### [Given text]
Start of Block

The SimplyBiz Group plc is a company domiciled in the UK. These condensed consolidated interim financial statements ('interim financial statements') as at and for the six months ended 30 June 2020 comprise the Company and its subsidiaries (together referred to as 'the Group'). The Group is primarily involved in the provision of compliance, technology and business services to financial advisers, including directly authorised IFAs, directly authorised mortgage advisers, workplace consultants and directly authorised wealth managers. It also provides marketing and promotion, product panelling and co-manufacturing services to more than 135 financial institutions, through access to its membership.

 

2.  Basis of accounting

 

These interim financial statements have been prepared in accordance with IAS 34 Interim financial reporting and should be read in conjunction with the Group's last annual consolidated financial statements as at and for the year ended 31 December 2019 ('last annual financial statements'). They do not include all of the information required for a complete set of IFRS financial statements. However, selected explanatory notes are included to explain events and transactions that are significant to an understanding of the Group's financial position and performance since the last annual financial statements.

 

The financial information set out in these interim financial statements for the six months ended 30 June 2020 and the comparative figures for the six months ended 30 June 2019 are unaudited. The comparative financial information for the period ended 31 December 2019 in this interim report does not constitute statutory accounts for that period under 435 of the Companies Act 2006.

 

Statutory accounts for the period ended 31 December 2019 have been delivered to the Registrar of Companies.  The auditors' report on the accounts for 31 December 2019 was unqualified, did not draw attention to any matters by way of emphasis, and did not contain a statement under 498(2) or 498(3) of the Companies Act 2006.

 

The interim financial statements comprise the financial statements of the Group and its subsidiaries at 30 June 2020. Subsidiaries are consolidated from the date of acquisition, being the date on which the Group obtained control, and continue to be consolidated until the date when such control ceases.

 

The interim financial statements incorporate the results of business combinations using the acquisition method. In the consolidated balance sheet, the acquiree's identifiable assets, liabilities and contingent liabilities are initially recognised at their fair values at the acquisition date.

 

These interim financial statements were authorised for issue by the Company's Board of Directors on 14 September 2020.

 

3.  Use of Judgements and Estimates

 

In preparing these interim financial statements, management has made judgements and estimates that affect the application of accounting policies and the reported amounts of assets and liabilities, income and expense. Actual results may differ from these estimates.

 

The significant judgements made by management in applying the Group's accounting policies and the key sources of estimation uncertainty were the same as those described in the last annual financial statements.

 

4.  Changes in significant accounting policies

 

The accounting policies applied in these condensed consolidated interim financial statements are the same as those applied in the Group's consolidated financial statements in the 2019 Annual Report & Accounts.

 

Current taxes

The policy for recognising and measuring income taxes in the interim period is described in note 10.

 

Accounting for Government Support

Amounts receivable under the UK Government's Coronavirus Job Retention Scheme have been recognised in profit or loss on a systematic basis net of the expense for which the monies are intended to compensate, once any conditions related to the receipts are met.

End of Block

### [Tasks to carry out]
- a) In the SimplyBiz Group interim notes, on what date did the Company's Board of Directors authorize the interim financial statements for issue?
- b) Continue the SimplyBiz Group interim notes from the point where they end.

### [Data for analysis]
Start of Block

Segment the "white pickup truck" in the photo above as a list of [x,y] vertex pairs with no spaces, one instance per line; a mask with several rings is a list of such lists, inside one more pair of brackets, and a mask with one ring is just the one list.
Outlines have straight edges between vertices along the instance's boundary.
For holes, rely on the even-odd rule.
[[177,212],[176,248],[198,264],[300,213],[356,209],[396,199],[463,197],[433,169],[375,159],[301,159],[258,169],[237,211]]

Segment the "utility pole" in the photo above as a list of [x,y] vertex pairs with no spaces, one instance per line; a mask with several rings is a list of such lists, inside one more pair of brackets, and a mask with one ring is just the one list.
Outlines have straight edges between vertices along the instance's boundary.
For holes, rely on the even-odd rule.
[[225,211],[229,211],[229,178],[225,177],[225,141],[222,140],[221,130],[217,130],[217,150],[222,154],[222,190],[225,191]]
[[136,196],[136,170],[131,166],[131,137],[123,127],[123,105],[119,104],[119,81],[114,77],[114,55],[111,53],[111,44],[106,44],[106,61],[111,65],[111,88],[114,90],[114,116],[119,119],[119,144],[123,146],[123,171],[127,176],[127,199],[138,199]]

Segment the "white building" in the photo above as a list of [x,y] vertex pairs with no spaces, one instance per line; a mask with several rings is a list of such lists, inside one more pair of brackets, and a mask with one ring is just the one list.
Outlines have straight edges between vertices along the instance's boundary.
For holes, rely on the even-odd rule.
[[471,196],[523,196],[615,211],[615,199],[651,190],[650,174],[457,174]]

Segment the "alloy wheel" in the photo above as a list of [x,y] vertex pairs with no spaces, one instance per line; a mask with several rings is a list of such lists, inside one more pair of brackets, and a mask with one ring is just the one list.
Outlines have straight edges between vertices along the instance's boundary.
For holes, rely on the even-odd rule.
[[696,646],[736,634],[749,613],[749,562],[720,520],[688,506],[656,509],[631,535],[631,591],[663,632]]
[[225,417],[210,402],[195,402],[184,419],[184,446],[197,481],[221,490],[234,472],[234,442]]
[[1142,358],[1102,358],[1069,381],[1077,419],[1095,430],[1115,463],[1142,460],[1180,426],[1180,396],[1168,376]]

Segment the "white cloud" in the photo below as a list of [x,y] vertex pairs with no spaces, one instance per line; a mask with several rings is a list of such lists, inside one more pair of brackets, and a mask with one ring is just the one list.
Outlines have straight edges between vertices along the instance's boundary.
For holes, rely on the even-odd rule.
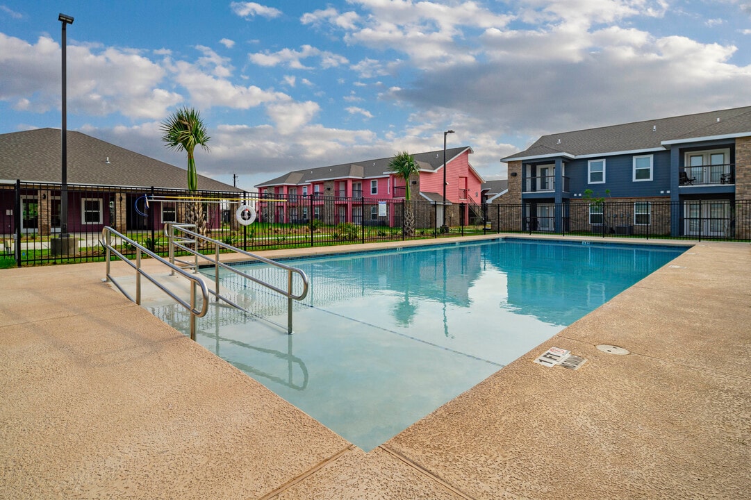
[[327,23],[338,28],[347,30],[354,29],[356,27],[355,23],[359,20],[360,16],[356,12],[350,11],[339,14],[333,7],[303,14],[300,18],[300,21],[303,24],[320,26]]
[[276,130],[288,135],[307,125],[321,110],[321,107],[312,101],[306,102],[279,102],[266,107],[266,114],[276,125]]
[[277,52],[256,53],[248,55],[248,58],[259,66],[273,67],[280,65],[293,69],[312,69],[312,67],[303,64],[303,59],[319,58],[321,67],[324,68],[334,68],[348,62],[343,56],[338,56],[330,52],[319,50],[310,45],[303,45],[300,50],[282,49]]
[[354,106],[350,106],[349,107],[345,108],[345,111],[346,111],[351,115],[360,114],[362,115],[363,116],[365,116],[366,118],[373,117],[372,113],[371,113],[367,110],[363,110],[361,107],[357,107]]
[[236,85],[228,80],[213,77],[195,65],[184,61],[176,62],[173,71],[177,83],[188,90],[192,102],[200,108],[226,106],[247,110],[262,104],[289,99],[289,96],[282,92],[262,90],[253,85]]
[[23,19],[23,14],[20,12],[16,12],[15,11],[6,7],[5,5],[0,5],[0,11],[2,11],[8,16],[14,19]]
[[[68,44],[68,110],[71,114],[156,118],[182,98],[161,88],[166,72],[139,51]],[[44,113],[60,106],[60,46],[47,37],[35,44],[0,33],[0,100],[15,109]]]
[[273,7],[265,7],[257,4],[255,2],[233,2],[230,4],[232,11],[240,17],[252,17],[261,16],[268,19],[273,19],[282,15],[282,11]]

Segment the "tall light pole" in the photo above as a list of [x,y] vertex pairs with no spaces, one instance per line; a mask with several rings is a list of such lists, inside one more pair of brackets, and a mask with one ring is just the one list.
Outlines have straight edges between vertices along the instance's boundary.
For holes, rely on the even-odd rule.
[[66,46],[68,45],[65,37],[65,26],[73,24],[73,18],[60,14],[57,20],[62,23],[62,187],[60,194],[60,239],[67,239],[68,233],[68,96],[66,94],[65,83],[66,68]]
[[449,134],[454,134],[454,131],[447,130],[443,133],[443,224],[441,224],[443,233],[448,232],[448,224],[446,224],[446,136]]

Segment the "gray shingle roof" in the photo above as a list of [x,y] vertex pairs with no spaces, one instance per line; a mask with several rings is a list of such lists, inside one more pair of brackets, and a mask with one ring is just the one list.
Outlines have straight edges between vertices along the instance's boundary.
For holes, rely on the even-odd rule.
[[[472,148],[469,146],[446,149],[446,161],[450,161],[467,149],[469,149],[470,152],[472,151]],[[417,153],[412,155],[412,156],[415,157],[415,161],[418,164],[421,170],[437,170],[443,165],[443,149]],[[327,167],[294,170],[265,182],[256,184],[255,187],[265,188],[285,184],[309,184],[313,181],[345,179],[348,177],[354,179],[380,177],[389,171],[388,164],[393,158],[393,156],[390,156],[388,158],[365,160],[355,163],[344,163],[339,165],[329,165]]]
[[[188,188],[185,169],[81,132],[68,131],[67,139],[68,184]],[[0,134],[0,179],[59,182],[60,149],[57,128]],[[242,191],[204,176],[198,176],[198,189]]]
[[751,135],[749,106],[544,135],[524,151],[501,161],[663,149],[665,141],[743,134]]

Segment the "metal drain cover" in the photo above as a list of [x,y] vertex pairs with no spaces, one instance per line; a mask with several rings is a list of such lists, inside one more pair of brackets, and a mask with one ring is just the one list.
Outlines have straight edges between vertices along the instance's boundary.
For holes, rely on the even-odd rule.
[[628,351],[623,348],[620,348],[617,345],[608,345],[608,344],[600,344],[597,346],[597,348],[602,352],[607,352],[610,354],[620,354],[621,356],[624,354],[630,354]]

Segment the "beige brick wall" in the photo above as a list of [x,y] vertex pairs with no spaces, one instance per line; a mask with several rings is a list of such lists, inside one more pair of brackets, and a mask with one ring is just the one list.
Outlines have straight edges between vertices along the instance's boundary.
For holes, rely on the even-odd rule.
[[751,200],[751,137],[735,140],[735,199]]
[[[633,234],[670,234],[671,208],[670,198],[610,198],[605,200],[604,213],[608,233],[617,230],[631,230]],[[650,205],[650,224],[635,223],[634,203],[647,202]],[[599,225],[590,224],[590,209],[591,200],[572,200],[569,206],[569,231],[590,231],[599,233],[602,228]],[[628,227],[629,229],[617,229]]]
[[[516,173],[516,175],[513,175]],[[508,192],[500,197],[504,203],[521,203],[521,161],[508,162]]]

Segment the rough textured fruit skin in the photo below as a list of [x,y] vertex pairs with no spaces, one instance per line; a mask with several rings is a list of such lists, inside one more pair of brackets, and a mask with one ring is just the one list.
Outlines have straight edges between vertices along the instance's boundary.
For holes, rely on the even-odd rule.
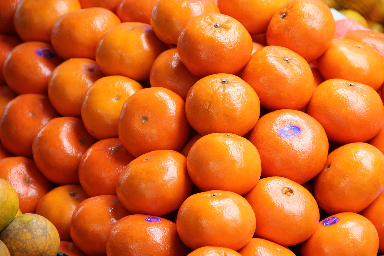
[[55,256],[60,244],[53,224],[34,213],[24,213],[13,219],[0,233],[0,239],[15,256]]

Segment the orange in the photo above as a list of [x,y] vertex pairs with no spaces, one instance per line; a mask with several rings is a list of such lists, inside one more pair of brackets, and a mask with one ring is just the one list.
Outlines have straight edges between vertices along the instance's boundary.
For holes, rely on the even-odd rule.
[[117,196],[104,195],[87,198],[75,208],[71,221],[71,236],[87,255],[106,255],[107,239],[119,219],[130,214]]
[[384,124],[384,107],[374,90],[344,79],[328,79],[320,84],[306,112],[321,124],[330,141],[341,144],[366,141]]
[[42,94],[20,95],[5,106],[0,119],[0,140],[12,154],[32,158],[32,143],[40,129],[59,114]]
[[359,213],[384,189],[383,170],[384,155],[372,145],[356,142],[336,148],[315,180],[319,206],[329,214]]
[[149,25],[123,22],[101,38],[96,62],[107,75],[119,75],[142,81],[149,79],[151,66],[166,48]]
[[7,85],[18,94],[46,94],[48,80],[62,61],[50,44],[26,42],[15,46],[7,55],[3,75]]
[[157,56],[149,74],[151,87],[167,88],[184,100],[190,88],[200,79],[184,65],[175,47],[166,50]]
[[180,96],[163,87],[144,88],[124,102],[118,123],[123,146],[137,157],[152,150],[180,151],[190,127]]
[[89,196],[117,194],[119,175],[134,159],[118,138],[97,141],[81,156],[79,165],[80,184]]
[[106,247],[107,255],[113,256],[185,256],[189,252],[179,237],[176,224],[141,214],[118,221],[109,232]]
[[71,241],[70,226],[72,213],[80,203],[88,198],[78,185],[59,186],[43,196],[36,206],[36,214],[45,217],[56,227],[60,239]]
[[185,100],[188,121],[202,135],[229,133],[242,136],[255,126],[260,114],[260,101],[255,90],[230,74],[200,79],[191,87]]
[[104,33],[120,23],[116,15],[103,7],[90,7],[60,16],[51,33],[52,47],[65,60],[94,60],[96,47]]
[[384,59],[372,47],[351,39],[334,39],[317,60],[326,80],[346,79],[379,90],[384,82]]
[[303,183],[321,171],[328,155],[324,128],[298,110],[280,110],[265,114],[248,139],[260,154],[263,178],[280,176]]
[[124,102],[142,88],[137,82],[122,76],[104,76],[95,81],[81,104],[81,119],[87,131],[98,140],[117,137]]
[[313,75],[301,56],[285,47],[271,45],[256,51],[242,78],[255,90],[262,107],[275,110],[301,109],[313,91]]
[[268,24],[279,7],[288,0],[217,0],[224,14],[241,22],[251,35],[266,32]]
[[22,40],[51,42],[51,32],[62,15],[81,8],[78,0],[21,0],[13,18],[15,29]]
[[62,116],[80,118],[81,103],[87,90],[104,76],[93,60],[67,60],[53,70],[48,80],[50,101]]
[[7,157],[0,161],[0,178],[16,190],[19,208],[23,213],[34,213],[40,199],[53,187],[33,161],[23,156]]
[[289,1],[272,16],[266,40],[268,45],[288,48],[310,63],[329,47],[335,27],[331,10],[320,0]]
[[186,199],[176,224],[180,238],[191,249],[213,246],[236,251],[252,238],[256,221],[243,197],[229,191],[211,190]]
[[151,25],[159,39],[176,45],[180,32],[191,19],[214,12],[220,11],[211,0],[159,0],[152,9]]
[[119,199],[134,214],[163,216],[177,209],[190,194],[187,159],[173,150],[155,150],[128,163],[116,186]]
[[219,190],[243,195],[257,183],[262,165],[256,147],[247,139],[232,133],[210,133],[191,147],[187,169],[202,191]]
[[78,169],[81,156],[96,141],[81,120],[72,116],[53,118],[33,140],[33,160],[39,170],[53,183],[79,184]]
[[357,213],[342,213],[319,223],[309,239],[303,243],[303,256],[376,256],[377,232],[367,219]]
[[158,0],[120,1],[116,8],[116,15],[122,22],[142,22],[151,24],[152,9]]
[[295,256],[291,251],[275,243],[253,238],[238,252],[243,256]]
[[253,47],[240,22],[217,13],[192,18],[180,32],[177,50],[181,61],[195,75],[235,74],[247,64]]

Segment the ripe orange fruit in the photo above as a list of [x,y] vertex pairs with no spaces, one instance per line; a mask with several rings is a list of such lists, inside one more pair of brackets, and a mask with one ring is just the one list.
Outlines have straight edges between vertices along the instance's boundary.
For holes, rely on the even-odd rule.
[[71,237],[86,254],[105,255],[107,239],[113,225],[130,214],[117,196],[87,198],[73,211],[70,227]]
[[286,47],[310,63],[329,47],[335,26],[331,10],[320,0],[289,1],[272,16],[266,40],[268,45]]
[[13,18],[15,29],[23,41],[51,42],[51,32],[56,20],[80,10],[78,0],[21,0]]
[[240,22],[217,13],[192,18],[177,42],[181,61],[195,75],[235,74],[247,64],[253,47],[249,33]]
[[87,90],[104,76],[93,60],[82,58],[67,60],[56,67],[50,77],[50,101],[62,116],[80,118],[81,103]]
[[266,32],[268,24],[279,7],[288,0],[218,0],[222,13],[241,22],[251,35]]
[[265,114],[248,139],[260,154],[263,178],[280,176],[303,184],[321,171],[328,155],[324,128],[298,110],[280,110]]
[[320,218],[316,201],[289,179],[261,179],[244,197],[256,216],[256,237],[290,246],[304,242],[316,229]]
[[96,141],[81,120],[72,116],[53,118],[33,140],[33,160],[41,173],[53,183],[79,184],[78,169],[81,156]]
[[255,126],[260,114],[259,98],[235,75],[218,73],[196,82],[185,100],[185,114],[202,135],[229,133],[242,136]]
[[372,145],[357,142],[336,148],[315,180],[319,206],[329,214],[359,213],[384,188],[383,170],[384,155]]
[[117,137],[124,102],[142,88],[138,82],[122,76],[104,76],[95,81],[81,104],[81,119],[87,131],[98,140]]
[[0,119],[0,140],[12,154],[31,158],[32,143],[41,128],[59,116],[46,95],[20,95],[5,106]]
[[167,88],[184,100],[190,88],[200,79],[184,65],[175,47],[166,50],[157,56],[149,74],[151,87]]
[[326,80],[316,88],[306,112],[331,141],[346,144],[372,139],[384,124],[384,107],[371,86],[350,80]]
[[11,156],[0,161],[0,178],[16,190],[19,208],[23,213],[34,213],[40,199],[53,186],[33,161],[23,156]]
[[191,19],[220,12],[211,0],[159,0],[152,9],[151,25],[159,39],[167,45],[176,45],[180,32]]
[[237,250],[252,238],[256,221],[243,197],[229,191],[211,190],[186,199],[176,224],[180,238],[191,249],[214,246]]
[[333,40],[317,60],[317,67],[326,80],[346,79],[375,91],[384,81],[384,59],[372,47],[351,39]]
[[61,240],[71,241],[70,226],[72,214],[77,206],[88,198],[80,186],[59,186],[40,198],[35,213],[45,217],[55,225]]
[[119,75],[142,81],[149,79],[152,64],[166,49],[149,25],[123,22],[101,37],[96,62],[107,75]]
[[309,65],[296,53],[280,46],[257,51],[244,67],[242,78],[257,93],[261,106],[269,110],[300,110],[313,91]]
[[373,224],[357,213],[341,213],[319,223],[313,234],[303,243],[303,256],[376,256],[379,237]]
[[210,133],[192,146],[187,169],[202,191],[227,190],[243,195],[260,178],[260,156],[252,143],[232,133]]
[[90,7],[60,16],[51,33],[52,47],[65,60],[95,59],[96,47],[104,33],[120,23],[116,15],[103,7]]
[[15,47],[7,55],[3,75],[18,94],[46,94],[48,80],[62,61],[49,43],[26,42]]
[[117,194],[119,176],[134,159],[118,138],[99,141],[81,156],[79,165],[80,184],[89,196]]
[[179,151],[190,127],[180,96],[163,87],[144,88],[124,103],[118,123],[119,138],[135,157],[152,150]]

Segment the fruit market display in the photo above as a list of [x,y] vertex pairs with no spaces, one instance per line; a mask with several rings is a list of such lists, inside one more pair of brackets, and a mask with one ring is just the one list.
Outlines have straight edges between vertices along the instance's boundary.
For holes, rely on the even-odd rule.
[[2,0],[0,256],[384,255],[384,0]]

End of Block

### [Task responses]
- a) 14 September 2020

- b)
 

5.  Going concern

 

The Group's business activities, together with the factors likely to affect its future development, performance and position are set out in the Joint Chief Executives' statement.

 

The Group Directors have prepared cash flow forecasts for the Group for the period to 31 December 2021 which indicate that, taking account of severe but plausible downside scenarios, the Group will have sufficient funds, to meet its liabilities as they fall due for that period.

 

The cash flow forecasts include the impact of the recent global outbreak of COVID-19, which has led to a net 1% drop of revenue in the first half of the year across the Group. Various sensitivity analyses have been performed to assess the impact of more severe but plausible downside scenarios to future trading. Under these severe but plausible downside scenarios the Group continues to operate within its available facilities and does not incur any covenant breaches.

 

The Directors have considered these factors, the likely performance of the business and possible alternative outcomes and the financing activities available to the Group. Having taken all of these factors into consideration, including the impact on covenants relating to the external borrowing facility, the Directors confirm that forecasts and projections indicate that the Group has adequate resources for the foreseeable future and at least for the period of 12 months from the date of signing the half year report. Accordingly, the financial information has been prepared on the going concern basis.

 

 

 

6.  Reconciliation of GAAP to Non-GAAP measures

 

The Group uses a number of "non-GAAP" figures as comparable key performance measures, as they exclude the impact of one-off items that are not considered part of ongoing trade. Amortisation of other intangible assets has been excluded on the basis that it is a non-cash amount, relating to acquisitions in the current and prior periods. Operating costs of an exceptional nature have been excluded as they are not considered part of the underlying trade. Share option charges have been excluded from Adjusted EBITDA only as non-cash costs.

 

The Group's "non-GAAP" measures are not defined performance measures in IFRS. The Group's definition of the reporting measures may not be comparable with similar titled performance measures in other entities.

 

 

Adjusted EBITDA is calculated as follows:

 

 


6 months ended 30 June 2020

 

6 months ended 30 June 2019

 

 

£000

£000

Operating profit

 

4,964

3,182

add back:

 

 

 

Depreciation

 

124

133

Depreciation of leased assets

 

359

321

Amortisation of other intangible assets (note 12)

 

994

550

Amortisation of development costs and software (note 12)

 

523

494

 

 

 

 

EBITDA

 

6,964

4,680

Add back:

 

 

 

Operating costs of exceptional nature (note 8)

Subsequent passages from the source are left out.